Excerpt:
'''
17Sep10

In seventh grade I won an art award. I really don’t know why, I was terrible at art, and my language arts teacher knew it somehow. I guess she an email about it, because she told the whole class about me winning, followed with, “I don’t understand how someone with such terrible hand writing could win an art award.” Everyone laughed.

In ninth grade I actually hated my math teacher, so when he told me not to quit my day job (After I said, “I don’t know,” to some math question or other), it didn’t really get me down. OK, I’m lying. At the time it sucked, but when I think about what a dick that guy was it doesn’t bother me anymore.

Sophomore year of high school, world history, we were learning about the Tudors, who happen to be one of my favorite families of history. A girl raised her hand and asked, with uncertainty, who this cousin Mary was after he had been referring to her as Elizabeth’s sister? At the time I kind of worshiped my teacher, but now I can see he was a dumbass. He said that, back then, they didn’t bother differentiating between sister and cousin, it was the same thing. I raised my hand and pointed out that he had already said that sister Mary was dead when cousin Mary really came into the picture and explained that they were two different people. He just said, “I don’t think so,” and kept teaching. I think this instance has had the most detrimental affect on my life of being uncertain about raising my hand.
'''
Provided data:
'''
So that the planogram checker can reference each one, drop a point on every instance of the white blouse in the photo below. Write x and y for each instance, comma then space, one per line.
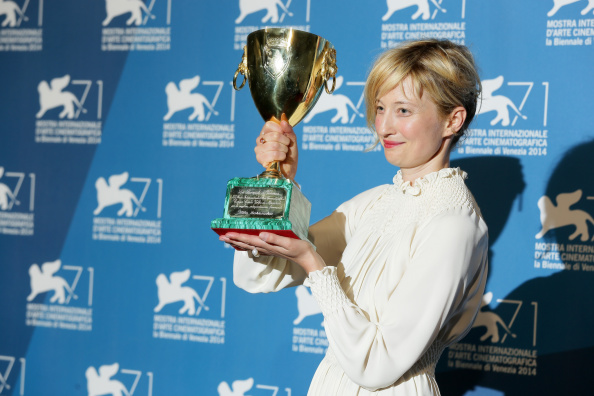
'''
Your goal: Continue the post about classroom memories with teachers, starting after its final sentence.

Answer:
Yesterday I was kinda early for class, and I went into the room when one student and the professor from before were still in the class. I didn’t think it was a big deal, only I realized the kid was taking a test. After a few seconds the teacher said, “June (guessing on the spelling), you need to turn in your test now.” A few seconds pass. “June.” June is completely ignoring the guy. “June, if you don’t have it now, you’re not going to get it.”

I absolutely cannot help but despise people who treat students this way. Perhaps I am overly sensitive, and maybe June’s teacher even thinks he was being fair, but, fuck, don’t they know they’re in positions that affect people?

I guess it’s my fault, really, for letting it affect me. Okay.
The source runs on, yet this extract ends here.